(DATA PROVIDED Opens)

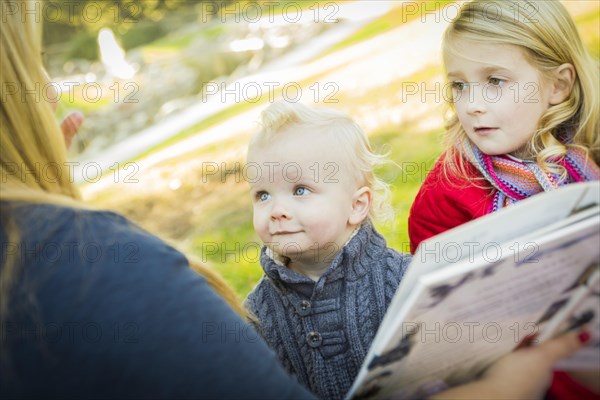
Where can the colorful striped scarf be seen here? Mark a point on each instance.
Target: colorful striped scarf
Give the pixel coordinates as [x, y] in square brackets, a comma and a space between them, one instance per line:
[517, 179]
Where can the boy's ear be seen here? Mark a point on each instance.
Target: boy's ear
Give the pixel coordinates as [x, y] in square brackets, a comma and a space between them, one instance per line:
[562, 83]
[361, 204]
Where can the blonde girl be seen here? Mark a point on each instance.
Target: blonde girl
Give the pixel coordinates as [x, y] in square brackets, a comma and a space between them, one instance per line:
[524, 113]
[524, 118]
[109, 324]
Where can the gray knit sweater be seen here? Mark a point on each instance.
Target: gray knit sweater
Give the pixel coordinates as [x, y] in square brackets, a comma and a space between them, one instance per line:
[322, 330]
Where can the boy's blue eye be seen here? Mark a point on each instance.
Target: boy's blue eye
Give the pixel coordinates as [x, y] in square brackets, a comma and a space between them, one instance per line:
[496, 81]
[458, 85]
[262, 196]
[301, 191]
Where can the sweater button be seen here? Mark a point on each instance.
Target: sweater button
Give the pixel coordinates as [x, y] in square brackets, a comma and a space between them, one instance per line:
[314, 339]
[303, 308]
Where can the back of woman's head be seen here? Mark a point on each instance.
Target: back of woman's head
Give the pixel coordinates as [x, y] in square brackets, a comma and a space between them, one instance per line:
[549, 37]
[32, 150]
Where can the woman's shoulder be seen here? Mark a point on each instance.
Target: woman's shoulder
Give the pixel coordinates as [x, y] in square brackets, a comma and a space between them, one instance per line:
[41, 223]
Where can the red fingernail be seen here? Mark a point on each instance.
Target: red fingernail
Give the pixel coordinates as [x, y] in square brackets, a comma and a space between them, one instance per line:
[584, 336]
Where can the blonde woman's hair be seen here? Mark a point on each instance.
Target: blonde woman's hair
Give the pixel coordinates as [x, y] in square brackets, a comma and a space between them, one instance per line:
[353, 143]
[33, 155]
[549, 38]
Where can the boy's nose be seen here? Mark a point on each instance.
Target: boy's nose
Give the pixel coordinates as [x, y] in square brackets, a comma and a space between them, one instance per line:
[278, 211]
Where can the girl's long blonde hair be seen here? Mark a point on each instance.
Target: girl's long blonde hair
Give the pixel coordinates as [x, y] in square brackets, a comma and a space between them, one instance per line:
[547, 33]
[33, 159]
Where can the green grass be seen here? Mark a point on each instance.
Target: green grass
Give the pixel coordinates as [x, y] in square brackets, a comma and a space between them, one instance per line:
[213, 220]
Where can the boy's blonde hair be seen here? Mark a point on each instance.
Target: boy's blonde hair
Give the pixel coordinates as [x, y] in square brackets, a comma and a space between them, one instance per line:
[353, 143]
[547, 33]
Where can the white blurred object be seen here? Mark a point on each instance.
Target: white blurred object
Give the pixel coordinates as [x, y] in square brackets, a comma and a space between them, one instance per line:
[113, 56]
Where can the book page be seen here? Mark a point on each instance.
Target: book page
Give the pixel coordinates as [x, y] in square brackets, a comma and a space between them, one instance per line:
[583, 309]
[461, 319]
[544, 212]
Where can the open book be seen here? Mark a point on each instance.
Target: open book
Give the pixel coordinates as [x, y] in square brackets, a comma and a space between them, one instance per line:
[475, 293]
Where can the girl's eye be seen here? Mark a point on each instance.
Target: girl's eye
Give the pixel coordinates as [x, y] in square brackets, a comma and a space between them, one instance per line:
[301, 191]
[262, 196]
[458, 86]
[496, 81]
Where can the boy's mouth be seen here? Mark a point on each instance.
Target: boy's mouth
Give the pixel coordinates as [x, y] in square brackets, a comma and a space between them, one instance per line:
[484, 130]
[284, 232]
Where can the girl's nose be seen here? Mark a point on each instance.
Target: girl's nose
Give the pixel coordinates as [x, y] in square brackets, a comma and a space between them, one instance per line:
[476, 104]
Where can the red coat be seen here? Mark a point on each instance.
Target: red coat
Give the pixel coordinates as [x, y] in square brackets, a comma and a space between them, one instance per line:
[441, 205]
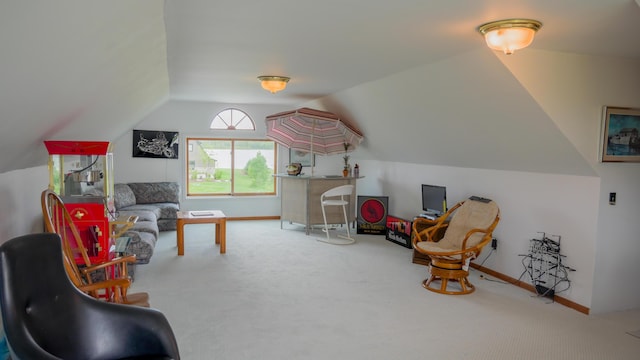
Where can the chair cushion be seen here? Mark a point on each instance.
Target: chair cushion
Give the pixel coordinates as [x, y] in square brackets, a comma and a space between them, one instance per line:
[471, 215]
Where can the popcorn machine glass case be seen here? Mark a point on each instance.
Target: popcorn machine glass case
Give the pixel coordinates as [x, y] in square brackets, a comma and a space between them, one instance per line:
[81, 172]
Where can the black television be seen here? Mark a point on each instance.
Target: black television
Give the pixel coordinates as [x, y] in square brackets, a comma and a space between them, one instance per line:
[434, 200]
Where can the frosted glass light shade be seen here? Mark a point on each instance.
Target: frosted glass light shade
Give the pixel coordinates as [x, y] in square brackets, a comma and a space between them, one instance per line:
[509, 35]
[273, 84]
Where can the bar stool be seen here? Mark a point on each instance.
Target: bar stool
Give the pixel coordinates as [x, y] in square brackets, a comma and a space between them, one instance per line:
[329, 198]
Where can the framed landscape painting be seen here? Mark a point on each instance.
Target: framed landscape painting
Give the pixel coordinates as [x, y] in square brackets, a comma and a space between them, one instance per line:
[620, 135]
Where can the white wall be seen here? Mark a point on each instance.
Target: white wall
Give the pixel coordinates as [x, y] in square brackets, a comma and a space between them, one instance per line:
[573, 89]
[529, 203]
[20, 211]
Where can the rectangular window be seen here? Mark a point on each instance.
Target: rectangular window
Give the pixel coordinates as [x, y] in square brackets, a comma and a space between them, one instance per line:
[230, 167]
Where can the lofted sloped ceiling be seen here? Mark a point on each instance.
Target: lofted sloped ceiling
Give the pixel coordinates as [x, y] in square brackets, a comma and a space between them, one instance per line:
[92, 70]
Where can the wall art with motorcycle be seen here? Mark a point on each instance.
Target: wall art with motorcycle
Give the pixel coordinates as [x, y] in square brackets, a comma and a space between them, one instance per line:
[155, 144]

(DATA PROVIDED Closes)

### WORK INSTRUCTIONS:
Where the string "shoulder" occurs in a line of the listing, copy the line.

### EXPECTED ANSWER:
Where can the woman's shoulder be seen here? Mark a point on each instance.
Target: woman's shoulder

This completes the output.